=== Page excerpt ===
When the two return to Jack's tower, Vika refuses them entry and reports her findings to Sally, saying they are "no longer an effective team." Sally acknowledges this, activating a drone that kills Vika before Julia shoots it down. Jack and Julia escape in his ship but are shot down by other pursuing drones. The two eject in the perceived radiation zone, discovering another ship with a technician—a clone of himself who goes by "Tech 52". Jack fights and successfully incapacitates his clone, though Julia is accidentally shot in the commotion. Flying to Tech 52's tower, he discovers another Vika clone whom he briefly converses with before flying back with medical supplies to treat Julia. He then takes Julia to the lake house where the two rest and recover before traveling back to the scavenger base.

At the base, Beech reveals to Jack and Julia that the Tet is an alien artificial intelligence that destroyed the Moon before invading Earth with thousands of Jack clones and drones, seeking to acquire all of Earth's natural resources and wipe out humanity. The entire story of the scavenger invasion and move to Titan is a Tet fiction. Jack repairs the captured drone and prepares to launch it, but the base is attacked by other drones. Although they successfully fend off the attack, Beech is gravely injured and the captured drone damaged beyond repair.

Jack flies to the Tet to deliver Julia, in her stasis chamber. On the way to the Tet, Jack listens to the Odyssey's flight recorder, learning the truth about him and his mission: he was the mission's commander while Vika was his co-pilot, Sally being their mission director on Earth. When the Tet was discovered, their ship was diverted from its original mission of exploring Titan to gather information on it. When the Tet started to draw in their ship despite an emergency engine burn to back away, Jack jettisoned Odyssey's sleep module containing the rest of the crew (including Julia) so that it would return to Earth orbit automatically, leaving himself and Vika in the command module to be drawn into and thus captured by the Tet.
=== Raw data ===
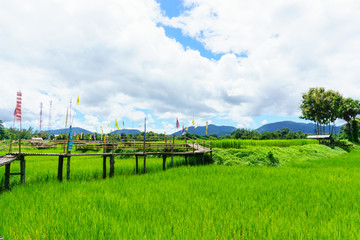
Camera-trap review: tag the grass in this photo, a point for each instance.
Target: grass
(239, 143)
(304, 199)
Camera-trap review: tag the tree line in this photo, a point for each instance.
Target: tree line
(325, 107)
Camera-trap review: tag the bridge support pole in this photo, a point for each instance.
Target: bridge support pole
(60, 167)
(164, 162)
(112, 167)
(104, 166)
(137, 164)
(22, 169)
(144, 163)
(7, 176)
(68, 168)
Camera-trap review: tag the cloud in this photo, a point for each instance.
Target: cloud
(116, 56)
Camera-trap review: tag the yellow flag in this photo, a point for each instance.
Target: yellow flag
(67, 115)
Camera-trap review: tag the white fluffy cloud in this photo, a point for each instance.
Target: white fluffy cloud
(117, 57)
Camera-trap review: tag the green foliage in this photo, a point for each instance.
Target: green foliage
(273, 156)
(312, 199)
(232, 143)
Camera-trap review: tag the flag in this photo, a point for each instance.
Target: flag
(144, 129)
(67, 115)
(70, 140)
(18, 106)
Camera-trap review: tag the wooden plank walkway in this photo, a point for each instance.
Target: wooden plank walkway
(196, 150)
(4, 160)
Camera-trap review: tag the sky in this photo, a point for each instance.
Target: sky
(231, 62)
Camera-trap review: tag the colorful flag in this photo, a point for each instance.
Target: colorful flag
(67, 115)
(144, 129)
(18, 106)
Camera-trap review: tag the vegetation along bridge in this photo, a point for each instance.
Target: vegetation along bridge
(110, 150)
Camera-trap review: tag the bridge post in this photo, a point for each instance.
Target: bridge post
(22, 169)
(112, 167)
(137, 164)
(144, 163)
(60, 167)
(104, 166)
(68, 168)
(164, 162)
(7, 176)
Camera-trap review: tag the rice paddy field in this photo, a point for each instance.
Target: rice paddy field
(311, 192)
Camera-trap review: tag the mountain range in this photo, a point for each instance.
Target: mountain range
(295, 126)
(213, 129)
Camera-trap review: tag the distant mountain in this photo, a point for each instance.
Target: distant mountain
(212, 129)
(303, 127)
(75, 130)
(126, 131)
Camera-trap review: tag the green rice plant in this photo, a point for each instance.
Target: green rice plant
(239, 143)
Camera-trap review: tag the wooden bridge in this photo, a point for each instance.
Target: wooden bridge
(191, 149)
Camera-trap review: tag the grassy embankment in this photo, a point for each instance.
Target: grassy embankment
(305, 198)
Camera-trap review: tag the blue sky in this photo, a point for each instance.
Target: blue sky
(236, 63)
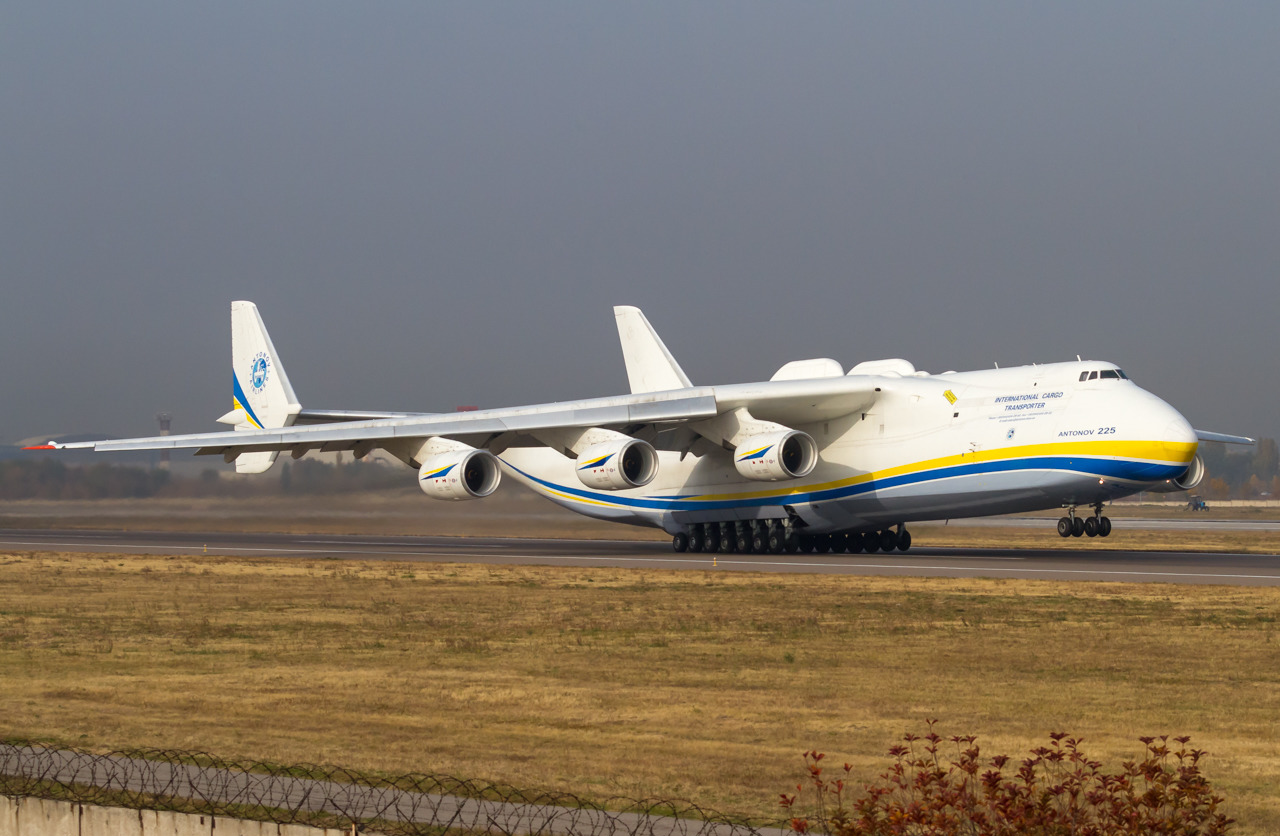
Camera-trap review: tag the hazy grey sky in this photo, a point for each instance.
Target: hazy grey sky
(438, 204)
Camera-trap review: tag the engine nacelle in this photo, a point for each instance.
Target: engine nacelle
(617, 465)
(1188, 480)
(465, 474)
(775, 456)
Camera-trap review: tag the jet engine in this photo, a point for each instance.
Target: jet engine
(617, 465)
(1188, 480)
(775, 456)
(464, 474)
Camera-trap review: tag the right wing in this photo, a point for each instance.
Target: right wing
(1224, 438)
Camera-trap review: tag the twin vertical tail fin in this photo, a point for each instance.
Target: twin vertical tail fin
(261, 394)
(650, 368)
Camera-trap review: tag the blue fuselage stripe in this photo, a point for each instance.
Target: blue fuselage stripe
(1104, 467)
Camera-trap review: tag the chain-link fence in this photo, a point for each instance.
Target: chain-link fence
(403, 805)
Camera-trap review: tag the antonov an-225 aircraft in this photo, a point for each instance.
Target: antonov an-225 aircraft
(812, 460)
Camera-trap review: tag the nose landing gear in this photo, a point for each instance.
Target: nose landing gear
(1097, 525)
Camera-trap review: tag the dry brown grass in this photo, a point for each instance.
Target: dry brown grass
(611, 681)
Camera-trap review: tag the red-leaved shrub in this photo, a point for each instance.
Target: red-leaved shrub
(1056, 790)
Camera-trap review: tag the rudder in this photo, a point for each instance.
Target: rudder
(261, 394)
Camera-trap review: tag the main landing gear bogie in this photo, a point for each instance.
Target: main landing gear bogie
(773, 537)
(1097, 525)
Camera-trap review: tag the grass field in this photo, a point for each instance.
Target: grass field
(700, 685)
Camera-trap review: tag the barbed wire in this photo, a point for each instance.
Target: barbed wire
(310, 794)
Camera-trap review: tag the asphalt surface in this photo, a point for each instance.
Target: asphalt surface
(1179, 567)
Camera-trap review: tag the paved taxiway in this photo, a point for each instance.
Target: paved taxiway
(924, 562)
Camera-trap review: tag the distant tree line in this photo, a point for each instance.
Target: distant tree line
(50, 479)
(1249, 473)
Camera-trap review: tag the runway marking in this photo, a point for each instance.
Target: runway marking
(840, 566)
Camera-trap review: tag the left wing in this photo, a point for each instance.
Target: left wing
(481, 428)
(663, 409)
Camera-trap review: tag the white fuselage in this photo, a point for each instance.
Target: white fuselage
(929, 447)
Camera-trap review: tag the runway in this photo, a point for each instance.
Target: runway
(1178, 567)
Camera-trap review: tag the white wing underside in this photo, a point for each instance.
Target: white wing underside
(792, 402)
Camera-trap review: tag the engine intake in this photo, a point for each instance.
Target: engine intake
(1191, 478)
(465, 474)
(776, 456)
(617, 465)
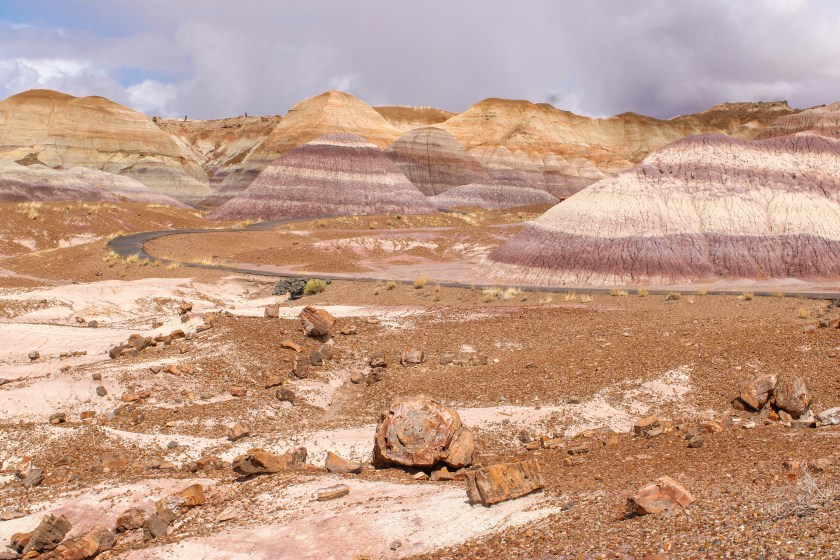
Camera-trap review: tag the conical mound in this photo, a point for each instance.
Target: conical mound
(435, 161)
(492, 196)
(335, 175)
(702, 208)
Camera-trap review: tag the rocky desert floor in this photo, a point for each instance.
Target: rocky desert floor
(569, 379)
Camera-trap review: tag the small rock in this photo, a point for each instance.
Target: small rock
(260, 461)
(793, 396)
(332, 492)
(337, 465)
(665, 494)
(378, 360)
(238, 431)
(300, 369)
(315, 358)
(756, 392)
(285, 394)
(291, 345)
(412, 357)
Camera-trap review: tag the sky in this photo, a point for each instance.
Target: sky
(218, 58)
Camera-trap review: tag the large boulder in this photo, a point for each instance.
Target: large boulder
(422, 433)
(793, 396)
(505, 481)
(316, 322)
(665, 494)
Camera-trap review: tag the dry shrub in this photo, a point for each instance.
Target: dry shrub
(802, 499)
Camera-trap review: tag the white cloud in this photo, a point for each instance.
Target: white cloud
(153, 97)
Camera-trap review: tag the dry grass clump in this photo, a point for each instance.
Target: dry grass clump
(802, 499)
(314, 286)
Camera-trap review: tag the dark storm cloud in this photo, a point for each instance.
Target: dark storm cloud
(212, 58)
===
Work to complete -
**A.** Translate this sentence from the plot summary into Spanish: "Jack flies to the Tet to deliver Julia, in her stasis chamber."
**B.** Duplicate the passage of the plot summary starting with "When the two" and going on through "the scavenger base.", word for word.

Answers -
**A.** Jack vuela al Tet para entregar a Julia, en su cámara de estasis.

**B.**
When the two return to Jack's tower, Vika refuses them entry and reports her findings to Sally, saying they are "no longer an effective team." Sally acknowledges this, activating a drone that kills Vika before Julia shoots it down. Jack and Julia escape in his ship but are shot down by other pursuing drones. The two eject in the perceived radiation zone, discovering another ship with a technician—a clone of himself who goes by "Tech 52". Jack fights and successfully incapacitates his clone, though Julia is accidentally shot in the commotion. Flying to Tech 52's tower, he discovers another Vika clone whom he briefly converses with before flying back with medical supplies to treat Julia. He then takes Julia to the lake house where the two rest and recover before traveling back to the scavenger base.